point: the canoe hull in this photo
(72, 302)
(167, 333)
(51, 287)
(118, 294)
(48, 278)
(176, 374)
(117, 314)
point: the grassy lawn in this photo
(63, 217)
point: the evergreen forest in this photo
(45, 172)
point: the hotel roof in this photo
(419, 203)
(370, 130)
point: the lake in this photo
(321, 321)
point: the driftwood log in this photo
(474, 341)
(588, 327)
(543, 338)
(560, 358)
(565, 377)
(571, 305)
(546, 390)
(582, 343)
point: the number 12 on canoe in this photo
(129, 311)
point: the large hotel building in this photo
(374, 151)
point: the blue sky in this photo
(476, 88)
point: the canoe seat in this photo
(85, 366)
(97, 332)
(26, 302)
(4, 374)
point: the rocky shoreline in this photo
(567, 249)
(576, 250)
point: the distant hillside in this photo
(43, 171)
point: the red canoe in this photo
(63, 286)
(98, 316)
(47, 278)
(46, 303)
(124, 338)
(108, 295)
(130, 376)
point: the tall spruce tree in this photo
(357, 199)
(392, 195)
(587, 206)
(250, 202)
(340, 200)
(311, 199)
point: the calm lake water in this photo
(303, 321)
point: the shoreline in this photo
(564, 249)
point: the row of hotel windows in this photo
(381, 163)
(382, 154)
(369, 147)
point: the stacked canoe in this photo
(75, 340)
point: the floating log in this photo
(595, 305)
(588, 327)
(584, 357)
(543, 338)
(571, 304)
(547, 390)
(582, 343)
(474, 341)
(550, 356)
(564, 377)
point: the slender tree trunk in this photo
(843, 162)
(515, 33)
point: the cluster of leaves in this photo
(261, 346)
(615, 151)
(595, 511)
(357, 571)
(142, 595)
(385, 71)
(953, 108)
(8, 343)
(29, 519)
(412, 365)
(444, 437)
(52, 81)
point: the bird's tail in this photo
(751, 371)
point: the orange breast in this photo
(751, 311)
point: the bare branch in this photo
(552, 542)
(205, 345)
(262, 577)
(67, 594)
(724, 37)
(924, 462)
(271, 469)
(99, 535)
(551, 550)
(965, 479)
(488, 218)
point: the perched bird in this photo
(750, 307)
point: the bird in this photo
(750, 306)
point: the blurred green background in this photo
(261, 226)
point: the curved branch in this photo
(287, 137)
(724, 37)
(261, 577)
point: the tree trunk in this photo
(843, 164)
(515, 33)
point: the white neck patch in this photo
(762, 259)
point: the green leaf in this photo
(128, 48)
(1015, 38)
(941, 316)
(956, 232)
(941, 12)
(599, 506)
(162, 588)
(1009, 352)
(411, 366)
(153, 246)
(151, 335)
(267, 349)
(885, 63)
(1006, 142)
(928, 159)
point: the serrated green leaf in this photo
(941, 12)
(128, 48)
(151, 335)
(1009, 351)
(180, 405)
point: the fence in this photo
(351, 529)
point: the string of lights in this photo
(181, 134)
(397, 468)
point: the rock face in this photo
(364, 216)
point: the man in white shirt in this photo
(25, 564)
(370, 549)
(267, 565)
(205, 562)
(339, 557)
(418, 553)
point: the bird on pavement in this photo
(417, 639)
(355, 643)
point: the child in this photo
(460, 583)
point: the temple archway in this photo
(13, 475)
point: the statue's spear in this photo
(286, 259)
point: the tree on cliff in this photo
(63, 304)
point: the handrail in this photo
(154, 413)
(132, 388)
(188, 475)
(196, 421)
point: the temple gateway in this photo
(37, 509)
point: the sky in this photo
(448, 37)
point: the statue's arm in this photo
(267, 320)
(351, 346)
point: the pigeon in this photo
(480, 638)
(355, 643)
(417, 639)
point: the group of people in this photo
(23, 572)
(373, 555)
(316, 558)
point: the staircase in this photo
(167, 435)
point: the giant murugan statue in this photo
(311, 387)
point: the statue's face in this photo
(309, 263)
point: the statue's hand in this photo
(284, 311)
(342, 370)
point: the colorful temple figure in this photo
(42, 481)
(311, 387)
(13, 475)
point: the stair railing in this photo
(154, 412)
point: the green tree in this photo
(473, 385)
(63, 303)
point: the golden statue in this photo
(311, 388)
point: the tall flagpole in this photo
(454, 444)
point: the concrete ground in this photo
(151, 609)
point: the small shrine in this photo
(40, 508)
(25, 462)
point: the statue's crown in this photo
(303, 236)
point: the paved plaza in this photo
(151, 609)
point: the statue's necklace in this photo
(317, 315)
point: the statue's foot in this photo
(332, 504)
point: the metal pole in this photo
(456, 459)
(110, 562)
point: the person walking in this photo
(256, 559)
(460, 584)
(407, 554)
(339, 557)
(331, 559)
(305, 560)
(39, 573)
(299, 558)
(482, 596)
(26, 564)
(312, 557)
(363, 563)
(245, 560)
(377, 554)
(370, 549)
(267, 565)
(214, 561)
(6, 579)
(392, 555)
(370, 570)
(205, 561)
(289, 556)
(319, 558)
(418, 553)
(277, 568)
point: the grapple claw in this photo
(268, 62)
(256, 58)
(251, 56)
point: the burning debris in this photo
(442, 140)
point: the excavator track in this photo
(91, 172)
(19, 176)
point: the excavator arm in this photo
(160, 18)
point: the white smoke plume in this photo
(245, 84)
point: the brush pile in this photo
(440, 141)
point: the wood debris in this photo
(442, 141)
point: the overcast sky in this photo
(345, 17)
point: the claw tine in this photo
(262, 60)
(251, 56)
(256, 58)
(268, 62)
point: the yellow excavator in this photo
# # #
Every record above should be copied exactly.

point: the canoe hull in this photo
(72, 302)
(167, 333)
(51, 287)
(118, 294)
(48, 278)
(176, 374)
(117, 314)
point: the grassy lawn in this photo
(63, 217)
point: the evergreen forest in this photo
(45, 172)
point: the hotel roof in this photo
(419, 203)
(370, 130)
point: the lake in this photo
(321, 321)
point: the driftwood log in this photo
(474, 341)
(588, 327)
(543, 338)
(560, 358)
(565, 377)
(571, 305)
(546, 390)
(582, 343)
point: the number 12 on canoe in this photo
(129, 311)
point: the large hotel building in this photo
(374, 151)
point: the blue sky in this photo
(476, 88)
point: the canoe seat in this photo
(85, 366)
(97, 332)
(26, 302)
(4, 374)
point: the rocky shoreline in this photo
(567, 249)
(576, 250)
point: the distant hillside in this photo
(43, 171)
point: the red canoe in this photo
(63, 286)
(98, 316)
(47, 278)
(46, 303)
(124, 338)
(108, 295)
(130, 376)
point: the tall spruce tree in this photo
(357, 199)
(392, 195)
(587, 206)
(250, 202)
(340, 200)
(311, 199)
point: the calm lake water in this photo
(303, 321)
point: the shoreline in this photo
(564, 249)
point: the row of hotel windows in this photo
(381, 163)
(382, 154)
(369, 147)
point: the stacked canoe in this photo
(75, 340)
point: the floating log in this photo
(595, 305)
(588, 327)
(584, 357)
(543, 338)
(571, 304)
(547, 390)
(582, 343)
(474, 341)
(550, 356)
(564, 377)
point: the slender tree trunk in this photo
(843, 162)
(515, 33)
point: the cluster of leaves in this photo
(261, 346)
(615, 151)
(595, 511)
(357, 571)
(142, 595)
(385, 71)
(953, 108)
(8, 343)
(29, 519)
(412, 365)
(444, 437)
(52, 81)
point: the bird's tail in this photo
(751, 371)
point: the orange breast in this photo
(751, 311)
point: the bare branch in this photo
(552, 542)
(205, 345)
(262, 577)
(67, 594)
(724, 37)
(924, 462)
(271, 469)
(99, 535)
(551, 550)
(965, 479)
(488, 218)
point: the perched bird in this photo
(750, 307)
point: the bird in this photo
(750, 306)
point: the blurred green background in this photo
(261, 226)
point: the curved branch in this photo
(287, 137)
(724, 37)
(261, 577)
point: the tree trunk in this photo
(843, 164)
(515, 33)
point: the white neck patch in this photo
(762, 259)
point: the green leaf in this photo
(128, 48)
(1015, 38)
(941, 316)
(956, 232)
(941, 12)
(599, 506)
(162, 588)
(1009, 352)
(411, 366)
(153, 246)
(151, 335)
(267, 349)
(885, 63)
(1006, 142)
(928, 159)
point: the serrated green leaf in this photo
(941, 12)
(128, 48)
(151, 335)
(1009, 351)
(180, 405)
point: the fence in this photo
(351, 529)
point: the string of lights in this photo
(181, 134)
(397, 468)
point: the rock face in this photo
(364, 216)
point: the man in white shirt in this photo
(25, 564)
(370, 549)
(267, 565)
(205, 562)
(339, 557)
(418, 553)
point: the bird on pavement in this photo
(417, 639)
(355, 643)
point: the child in this photo
(460, 583)
point: the temple archway in this photo
(13, 475)
point: the statue's spear in this photo
(286, 259)
point: the tree on cliff in this photo
(63, 304)
point: the handrail in this photo
(154, 413)
(132, 388)
(188, 475)
(196, 421)
point: the temple gateway in this photo
(37, 509)
point: the sky in this photo
(448, 37)
point: the statue's arm in this photo
(267, 320)
(351, 346)
point: the pigeon in this photo
(480, 638)
(355, 643)
(417, 639)
point: the group of people in this photo
(23, 572)
(373, 555)
(316, 558)
point: the staircase in this photo
(167, 435)
point: the giant murugan statue in this photo
(311, 387)
point: the statue's face in this photo
(309, 263)
point: the statue's hand in this photo
(284, 311)
(342, 370)
point: the colorful temple figure in this photo
(42, 481)
(311, 387)
(13, 475)
point: the stair railing in this photo
(154, 412)
point: the green tree in this photo
(473, 385)
(63, 303)
point: the golden statue in this photo
(311, 388)
point: the tall flagpole in this photo
(454, 444)
point: the concrete ground in this photo
(151, 609)
point: the small shrine in this photo
(40, 508)
(25, 462)
point: the statue's crown in this photo
(303, 236)
point: the paved plaza in this photo
(151, 609)
point: the statue's necklace in this photo
(317, 315)
point: the statue's foot in this photo
(332, 504)
point: the metal pole in this photo
(456, 459)
(110, 562)
point: the person walking in this photo
(256, 559)
(460, 584)
(407, 554)
(339, 557)
(331, 559)
(305, 560)
(39, 573)
(299, 558)
(482, 596)
(26, 564)
(312, 557)
(363, 563)
(245, 560)
(377, 554)
(370, 549)
(267, 565)
(214, 561)
(6, 579)
(392, 555)
(370, 570)
(205, 561)
(289, 556)
(319, 558)
(418, 553)
(277, 568)
point: the grapple claw in this photo
(268, 62)
(256, 58)
(251, 56)
point: the burning debris in this photo
(442, 140)
point: the excavator track in this photo
(91, 172)
(19, 176)
point: the excavator arm in this photo
(160, 18)
point: the white smoke plume in this photo
(245, 84)
point: the brush pile in this photo
(440, 141)
point: the wood debris in this photo
(442, 141)
point: the overcast sky in this photo
(345, 17)
point: the claw tine in this photo
(262, 60)
(251, 56)
(256, 58)
(268, 62)
point: the yellow excavator in this photo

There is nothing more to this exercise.